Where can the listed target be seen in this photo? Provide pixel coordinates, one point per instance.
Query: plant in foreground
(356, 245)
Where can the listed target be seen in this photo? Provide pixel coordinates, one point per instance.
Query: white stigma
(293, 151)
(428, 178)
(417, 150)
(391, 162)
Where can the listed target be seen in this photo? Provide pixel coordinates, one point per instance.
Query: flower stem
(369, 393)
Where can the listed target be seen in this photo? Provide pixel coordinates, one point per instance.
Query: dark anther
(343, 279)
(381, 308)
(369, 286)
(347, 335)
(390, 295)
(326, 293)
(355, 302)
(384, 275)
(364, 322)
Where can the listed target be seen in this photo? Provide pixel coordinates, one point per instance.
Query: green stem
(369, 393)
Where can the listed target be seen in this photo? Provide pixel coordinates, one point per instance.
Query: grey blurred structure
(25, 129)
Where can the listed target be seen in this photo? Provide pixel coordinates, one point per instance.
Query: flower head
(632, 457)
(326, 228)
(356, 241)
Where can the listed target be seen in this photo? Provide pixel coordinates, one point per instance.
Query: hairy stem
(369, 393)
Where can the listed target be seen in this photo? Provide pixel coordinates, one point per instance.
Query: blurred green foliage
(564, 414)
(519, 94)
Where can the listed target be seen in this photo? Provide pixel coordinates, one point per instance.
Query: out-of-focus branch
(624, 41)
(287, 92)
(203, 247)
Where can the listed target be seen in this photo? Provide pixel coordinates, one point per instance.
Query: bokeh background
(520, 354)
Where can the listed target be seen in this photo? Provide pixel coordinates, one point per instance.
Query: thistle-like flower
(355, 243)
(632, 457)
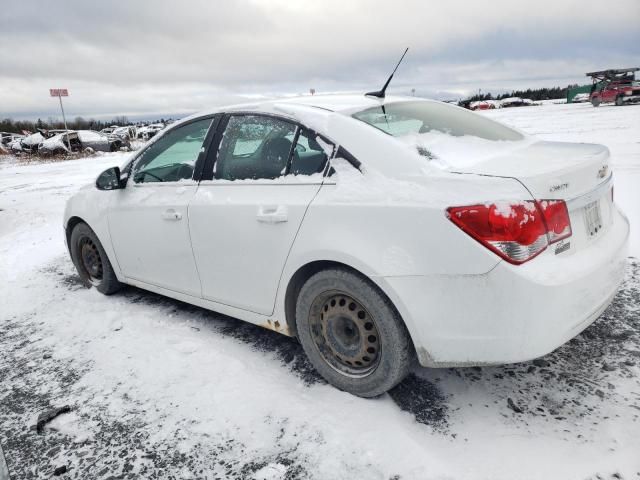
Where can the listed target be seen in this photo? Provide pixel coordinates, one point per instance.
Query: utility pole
(62, 92)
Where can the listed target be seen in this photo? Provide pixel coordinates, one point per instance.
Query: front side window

----

Copy every line of the data exactly as written, excluding the pictures.

— Exercise solution —
Where can the listed target be seen in this photo? Provide pixel coordinates, one point per instance.
Query: plant in foreground
(356, 245)
Where can the listed target be seen in this photo? Provide pixel coordinates, one point per instance.
Query: white stigma
(293, 151)
(428, 178)
(417, 150)
(391, 162)
Where can the listed target be seen in this photo? Provide pixel coordinates, one point per instance.
Query: flower stem
(369, 393)
Where can the listed target be seen in this photo? Provide pixel coordinates, one point per instance.
Query: dark anther
(343, 279)
(381, 308)
(369, 286)
(347, 335)
(390, 295)
(326, 293)
(355, 302)
(384, 275)
(364, 322)
Where can the listed target be seen in this photo? Provide pixel coordinates, one point per instance.
Query: green stem
(369, 393)
Where can the listed target be seen in this photo? Provide pixel coordinates, one point per instance.
Query: grey blurred structure
(25, 129)
Where can the listed target be seen in this photo? Provide pixel coordinates, one point per instance.
Query: flower head
(632, 457)
(326, 228)
(356, 241)
Where can the listed target be seen in this photo? Provide pixel coordinates, one point per instance.
Query: hairy stem
(369, 393)
Where can the listed target be seen in this photo? Provide pixel coordinates, one point per instance.
Query: blurred green foliage
(564, 414)
(519, 94)
Where can the listed target be seen in this photo? Provide pixel coordinates, one point per instance.
Query: out-of-focus branch
(624, 41)
(287, 92)
(203, 247)
Where can the listed target be seen in this photo? Provide pixel coordinates, one point per instance.
Query: bokeh background
(520, 354)
Where can the listed target be seen in this photo? Provide pixel coordinates, one point per instance.
Query: thistle-like flower
(355, 243)
(632, 457)
Where can the listed target be seen in this photo? Provide pixel coordinates, one point per instance.
Query: utility pole
(62, 92)
Where can the listed target be seen in this photo? Provide pixel coordinates, one point per instance.
Query: front side window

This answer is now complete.